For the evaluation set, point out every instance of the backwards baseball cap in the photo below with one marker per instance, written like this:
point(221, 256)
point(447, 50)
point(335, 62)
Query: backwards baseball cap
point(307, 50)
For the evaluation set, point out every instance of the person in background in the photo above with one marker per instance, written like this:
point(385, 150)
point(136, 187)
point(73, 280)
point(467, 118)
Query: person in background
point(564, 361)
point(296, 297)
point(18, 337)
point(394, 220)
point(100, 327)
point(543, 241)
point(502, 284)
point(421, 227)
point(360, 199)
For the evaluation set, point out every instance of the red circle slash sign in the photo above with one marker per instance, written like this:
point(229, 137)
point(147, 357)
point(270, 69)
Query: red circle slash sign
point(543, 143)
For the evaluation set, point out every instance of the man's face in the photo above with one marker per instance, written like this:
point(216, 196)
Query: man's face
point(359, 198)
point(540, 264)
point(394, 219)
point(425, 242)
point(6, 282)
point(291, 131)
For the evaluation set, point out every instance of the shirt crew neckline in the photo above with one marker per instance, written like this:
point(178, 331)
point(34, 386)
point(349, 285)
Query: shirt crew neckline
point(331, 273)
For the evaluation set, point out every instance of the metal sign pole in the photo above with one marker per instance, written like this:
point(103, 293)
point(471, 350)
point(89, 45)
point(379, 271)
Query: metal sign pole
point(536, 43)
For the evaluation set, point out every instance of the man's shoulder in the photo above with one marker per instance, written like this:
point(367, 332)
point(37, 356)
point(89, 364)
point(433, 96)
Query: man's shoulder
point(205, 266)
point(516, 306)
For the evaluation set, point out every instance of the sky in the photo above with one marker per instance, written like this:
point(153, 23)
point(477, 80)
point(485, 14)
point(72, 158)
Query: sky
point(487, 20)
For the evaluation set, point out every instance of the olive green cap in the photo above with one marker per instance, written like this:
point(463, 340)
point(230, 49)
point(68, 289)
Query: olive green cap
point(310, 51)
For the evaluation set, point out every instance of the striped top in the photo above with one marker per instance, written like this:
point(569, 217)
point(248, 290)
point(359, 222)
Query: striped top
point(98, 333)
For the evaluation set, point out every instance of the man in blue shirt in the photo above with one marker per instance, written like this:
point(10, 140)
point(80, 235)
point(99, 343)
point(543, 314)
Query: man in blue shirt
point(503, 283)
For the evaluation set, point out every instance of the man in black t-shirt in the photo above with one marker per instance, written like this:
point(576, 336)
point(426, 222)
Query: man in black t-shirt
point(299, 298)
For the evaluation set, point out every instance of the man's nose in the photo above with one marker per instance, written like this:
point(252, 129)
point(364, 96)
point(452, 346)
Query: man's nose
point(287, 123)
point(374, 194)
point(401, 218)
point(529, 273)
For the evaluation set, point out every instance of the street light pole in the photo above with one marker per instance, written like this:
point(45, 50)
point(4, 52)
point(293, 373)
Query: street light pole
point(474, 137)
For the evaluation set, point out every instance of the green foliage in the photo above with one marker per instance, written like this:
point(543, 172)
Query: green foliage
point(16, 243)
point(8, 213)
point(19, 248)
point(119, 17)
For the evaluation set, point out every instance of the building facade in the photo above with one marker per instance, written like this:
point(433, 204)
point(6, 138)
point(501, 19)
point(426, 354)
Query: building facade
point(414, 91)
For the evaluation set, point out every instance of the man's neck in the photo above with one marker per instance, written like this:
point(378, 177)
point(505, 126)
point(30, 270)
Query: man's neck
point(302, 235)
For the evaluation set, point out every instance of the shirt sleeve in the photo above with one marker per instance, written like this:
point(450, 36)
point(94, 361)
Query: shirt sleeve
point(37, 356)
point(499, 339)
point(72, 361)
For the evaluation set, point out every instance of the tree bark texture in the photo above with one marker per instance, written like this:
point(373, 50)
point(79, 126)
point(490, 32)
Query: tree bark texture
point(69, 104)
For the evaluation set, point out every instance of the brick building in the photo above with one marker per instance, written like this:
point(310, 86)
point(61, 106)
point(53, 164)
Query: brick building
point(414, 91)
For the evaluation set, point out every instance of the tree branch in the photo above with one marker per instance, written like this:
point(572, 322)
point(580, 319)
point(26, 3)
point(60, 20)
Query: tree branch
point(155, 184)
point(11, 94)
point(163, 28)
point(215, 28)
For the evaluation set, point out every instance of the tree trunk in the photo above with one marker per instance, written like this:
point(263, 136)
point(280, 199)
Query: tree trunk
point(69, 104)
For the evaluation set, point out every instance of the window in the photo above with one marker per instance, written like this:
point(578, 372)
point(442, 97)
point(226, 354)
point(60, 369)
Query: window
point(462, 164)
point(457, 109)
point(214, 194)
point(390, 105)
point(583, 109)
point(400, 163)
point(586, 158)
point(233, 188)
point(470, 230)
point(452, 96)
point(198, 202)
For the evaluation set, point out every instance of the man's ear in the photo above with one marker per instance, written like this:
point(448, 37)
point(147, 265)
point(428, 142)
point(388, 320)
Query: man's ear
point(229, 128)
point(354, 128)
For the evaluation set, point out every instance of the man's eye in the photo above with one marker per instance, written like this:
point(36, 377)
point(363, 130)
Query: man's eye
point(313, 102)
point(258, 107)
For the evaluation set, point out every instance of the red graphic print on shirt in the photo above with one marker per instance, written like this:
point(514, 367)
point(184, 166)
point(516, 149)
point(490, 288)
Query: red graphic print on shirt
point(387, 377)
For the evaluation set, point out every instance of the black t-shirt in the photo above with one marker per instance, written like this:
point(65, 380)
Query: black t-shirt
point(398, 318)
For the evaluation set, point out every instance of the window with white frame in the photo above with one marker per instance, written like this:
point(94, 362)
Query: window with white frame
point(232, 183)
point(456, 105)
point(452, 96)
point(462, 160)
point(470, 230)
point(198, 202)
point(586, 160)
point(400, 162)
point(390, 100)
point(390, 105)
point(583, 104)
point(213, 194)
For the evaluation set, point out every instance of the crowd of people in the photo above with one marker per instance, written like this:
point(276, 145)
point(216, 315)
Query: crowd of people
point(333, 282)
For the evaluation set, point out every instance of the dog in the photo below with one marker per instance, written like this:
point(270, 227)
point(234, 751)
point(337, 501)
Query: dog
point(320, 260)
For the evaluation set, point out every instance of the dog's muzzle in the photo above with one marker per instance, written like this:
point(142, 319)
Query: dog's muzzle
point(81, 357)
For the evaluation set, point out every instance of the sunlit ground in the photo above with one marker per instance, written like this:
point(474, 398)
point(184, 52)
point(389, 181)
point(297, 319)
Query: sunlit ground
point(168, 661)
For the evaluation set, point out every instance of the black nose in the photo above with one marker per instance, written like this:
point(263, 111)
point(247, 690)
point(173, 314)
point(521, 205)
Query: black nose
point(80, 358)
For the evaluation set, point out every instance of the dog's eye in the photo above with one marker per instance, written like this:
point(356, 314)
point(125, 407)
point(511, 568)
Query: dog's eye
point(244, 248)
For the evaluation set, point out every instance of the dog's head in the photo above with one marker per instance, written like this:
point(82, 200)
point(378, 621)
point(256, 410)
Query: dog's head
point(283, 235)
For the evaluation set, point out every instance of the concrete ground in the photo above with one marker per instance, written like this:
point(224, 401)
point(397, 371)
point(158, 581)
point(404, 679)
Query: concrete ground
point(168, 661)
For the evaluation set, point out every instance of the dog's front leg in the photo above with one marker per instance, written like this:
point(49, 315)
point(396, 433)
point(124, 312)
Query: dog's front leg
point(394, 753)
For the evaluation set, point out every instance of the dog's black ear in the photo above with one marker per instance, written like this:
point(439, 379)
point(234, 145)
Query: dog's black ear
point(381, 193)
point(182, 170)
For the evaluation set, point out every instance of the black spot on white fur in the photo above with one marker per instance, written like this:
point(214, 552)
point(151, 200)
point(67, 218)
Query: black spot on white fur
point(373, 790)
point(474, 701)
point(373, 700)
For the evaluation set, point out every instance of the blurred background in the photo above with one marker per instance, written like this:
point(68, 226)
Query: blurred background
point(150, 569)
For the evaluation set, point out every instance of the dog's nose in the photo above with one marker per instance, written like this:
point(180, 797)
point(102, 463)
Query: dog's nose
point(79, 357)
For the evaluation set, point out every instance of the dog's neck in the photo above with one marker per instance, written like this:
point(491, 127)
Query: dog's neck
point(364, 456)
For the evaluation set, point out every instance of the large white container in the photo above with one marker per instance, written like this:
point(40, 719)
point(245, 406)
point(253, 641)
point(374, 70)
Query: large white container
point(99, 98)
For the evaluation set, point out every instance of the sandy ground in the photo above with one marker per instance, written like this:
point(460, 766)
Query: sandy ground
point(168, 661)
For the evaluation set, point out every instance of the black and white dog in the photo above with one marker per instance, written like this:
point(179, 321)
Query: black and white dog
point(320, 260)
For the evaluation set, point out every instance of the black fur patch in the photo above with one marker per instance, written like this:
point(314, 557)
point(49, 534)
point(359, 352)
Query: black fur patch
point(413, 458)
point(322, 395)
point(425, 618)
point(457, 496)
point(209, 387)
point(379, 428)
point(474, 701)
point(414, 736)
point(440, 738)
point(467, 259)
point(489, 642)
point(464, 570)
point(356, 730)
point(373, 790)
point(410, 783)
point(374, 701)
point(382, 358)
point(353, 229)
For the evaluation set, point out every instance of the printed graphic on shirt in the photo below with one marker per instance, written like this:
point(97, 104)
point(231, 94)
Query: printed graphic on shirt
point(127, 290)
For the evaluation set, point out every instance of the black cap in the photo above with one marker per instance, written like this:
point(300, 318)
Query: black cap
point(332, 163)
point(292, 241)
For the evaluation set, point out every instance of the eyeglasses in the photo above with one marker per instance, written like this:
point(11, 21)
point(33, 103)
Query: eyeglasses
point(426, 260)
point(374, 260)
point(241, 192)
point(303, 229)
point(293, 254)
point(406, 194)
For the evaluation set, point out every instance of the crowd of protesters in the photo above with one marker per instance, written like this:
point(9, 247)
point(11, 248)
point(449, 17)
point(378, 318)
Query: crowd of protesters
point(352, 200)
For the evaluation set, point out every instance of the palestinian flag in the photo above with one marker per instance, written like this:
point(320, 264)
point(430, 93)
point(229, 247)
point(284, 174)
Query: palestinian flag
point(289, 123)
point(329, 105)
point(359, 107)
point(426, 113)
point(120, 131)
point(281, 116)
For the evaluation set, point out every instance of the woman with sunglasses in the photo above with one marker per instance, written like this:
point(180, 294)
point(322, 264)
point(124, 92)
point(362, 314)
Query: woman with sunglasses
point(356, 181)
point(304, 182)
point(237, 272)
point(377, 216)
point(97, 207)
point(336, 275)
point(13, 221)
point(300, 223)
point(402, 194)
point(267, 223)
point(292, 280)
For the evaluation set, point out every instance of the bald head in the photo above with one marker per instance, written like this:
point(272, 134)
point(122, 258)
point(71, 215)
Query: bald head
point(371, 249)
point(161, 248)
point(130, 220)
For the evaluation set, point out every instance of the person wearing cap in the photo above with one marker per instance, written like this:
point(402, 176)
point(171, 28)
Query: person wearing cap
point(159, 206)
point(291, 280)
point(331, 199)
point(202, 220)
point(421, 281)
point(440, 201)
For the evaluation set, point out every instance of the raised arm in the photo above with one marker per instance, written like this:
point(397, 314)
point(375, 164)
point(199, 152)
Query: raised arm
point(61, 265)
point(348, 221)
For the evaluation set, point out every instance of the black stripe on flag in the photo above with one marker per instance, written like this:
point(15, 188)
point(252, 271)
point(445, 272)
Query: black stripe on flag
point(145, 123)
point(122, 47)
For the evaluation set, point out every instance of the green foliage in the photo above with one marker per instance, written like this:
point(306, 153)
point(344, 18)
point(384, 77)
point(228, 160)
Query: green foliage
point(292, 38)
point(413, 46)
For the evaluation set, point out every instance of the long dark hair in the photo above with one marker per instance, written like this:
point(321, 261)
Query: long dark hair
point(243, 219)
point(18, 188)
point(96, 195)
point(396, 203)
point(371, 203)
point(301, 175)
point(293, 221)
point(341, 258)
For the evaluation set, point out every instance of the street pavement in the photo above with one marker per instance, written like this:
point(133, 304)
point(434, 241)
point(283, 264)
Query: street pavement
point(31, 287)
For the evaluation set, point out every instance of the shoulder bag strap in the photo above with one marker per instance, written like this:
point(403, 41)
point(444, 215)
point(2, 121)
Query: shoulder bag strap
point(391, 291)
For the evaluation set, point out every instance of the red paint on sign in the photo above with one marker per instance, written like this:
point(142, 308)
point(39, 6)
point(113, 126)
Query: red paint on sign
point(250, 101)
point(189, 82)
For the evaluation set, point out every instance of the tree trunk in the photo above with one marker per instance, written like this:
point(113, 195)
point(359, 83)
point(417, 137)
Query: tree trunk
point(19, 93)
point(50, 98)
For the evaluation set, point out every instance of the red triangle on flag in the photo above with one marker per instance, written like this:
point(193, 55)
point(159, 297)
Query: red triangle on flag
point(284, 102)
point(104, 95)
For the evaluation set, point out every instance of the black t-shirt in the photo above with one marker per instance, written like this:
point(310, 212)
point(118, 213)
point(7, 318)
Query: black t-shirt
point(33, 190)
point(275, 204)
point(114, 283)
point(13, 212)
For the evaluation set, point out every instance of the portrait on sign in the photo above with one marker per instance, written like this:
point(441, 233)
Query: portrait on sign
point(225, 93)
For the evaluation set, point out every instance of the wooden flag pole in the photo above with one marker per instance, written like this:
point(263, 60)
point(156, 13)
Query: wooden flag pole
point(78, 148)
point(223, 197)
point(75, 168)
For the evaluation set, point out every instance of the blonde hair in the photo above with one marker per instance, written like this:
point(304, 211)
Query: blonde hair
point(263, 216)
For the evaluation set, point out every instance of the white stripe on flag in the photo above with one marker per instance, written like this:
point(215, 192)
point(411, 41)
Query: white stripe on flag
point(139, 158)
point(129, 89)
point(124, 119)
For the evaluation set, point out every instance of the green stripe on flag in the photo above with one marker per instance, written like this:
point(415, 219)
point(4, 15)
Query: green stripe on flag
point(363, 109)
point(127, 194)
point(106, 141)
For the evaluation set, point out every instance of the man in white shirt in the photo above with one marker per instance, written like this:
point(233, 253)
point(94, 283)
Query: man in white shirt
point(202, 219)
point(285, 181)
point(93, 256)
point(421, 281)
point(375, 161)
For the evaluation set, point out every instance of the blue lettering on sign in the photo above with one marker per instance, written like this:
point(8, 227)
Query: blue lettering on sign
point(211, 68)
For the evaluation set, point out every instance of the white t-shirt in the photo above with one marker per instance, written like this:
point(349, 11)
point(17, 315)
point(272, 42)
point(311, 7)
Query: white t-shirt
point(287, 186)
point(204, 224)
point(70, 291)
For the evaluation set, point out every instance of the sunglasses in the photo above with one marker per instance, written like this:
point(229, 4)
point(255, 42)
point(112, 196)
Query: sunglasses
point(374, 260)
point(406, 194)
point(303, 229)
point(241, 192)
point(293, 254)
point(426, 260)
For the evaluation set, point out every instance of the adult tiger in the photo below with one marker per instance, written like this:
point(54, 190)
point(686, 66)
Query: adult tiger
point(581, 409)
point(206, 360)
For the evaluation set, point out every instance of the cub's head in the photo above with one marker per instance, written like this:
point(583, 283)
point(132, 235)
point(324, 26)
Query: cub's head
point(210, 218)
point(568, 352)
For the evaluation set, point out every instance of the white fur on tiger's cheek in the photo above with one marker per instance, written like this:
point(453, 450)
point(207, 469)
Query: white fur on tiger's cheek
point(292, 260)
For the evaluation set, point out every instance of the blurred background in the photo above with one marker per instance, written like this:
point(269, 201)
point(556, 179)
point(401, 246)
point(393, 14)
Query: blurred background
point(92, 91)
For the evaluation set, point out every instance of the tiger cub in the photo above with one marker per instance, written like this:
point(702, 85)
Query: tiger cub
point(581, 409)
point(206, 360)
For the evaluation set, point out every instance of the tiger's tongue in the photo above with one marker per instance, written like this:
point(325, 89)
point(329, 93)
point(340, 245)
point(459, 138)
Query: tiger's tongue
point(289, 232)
::::::::::
:: Brief ::
Repeat everything from the row line containing "the man's nose" down to the line containing "point(119, 17)", both included, with no changes.

:: Written solution ::
For the evaluation set, point out every instance of the man's nose in the photo above with one marker per instance, written like this:
point(252, 129)
point(364, 96)
point(452, 346)
Query: man's nose
point(287, 123)
point(374, 194)
point(401, 218)
point(529, 273)
For the evaluation set, point out every instance of the street light pole in the photo above with one marker per instance, written like this:
point(45, 50)
point(4, 52)
point(293, 373)
Query: street light pole
point(474, 137)
For the evaluation set, point out every instance of the green foliage in the photo above with one marker per instance, written like this:
point(543, 172)
Query: green foliage
point(16, 243)
point(8, 213)
point(19, 248)
point(119, 17)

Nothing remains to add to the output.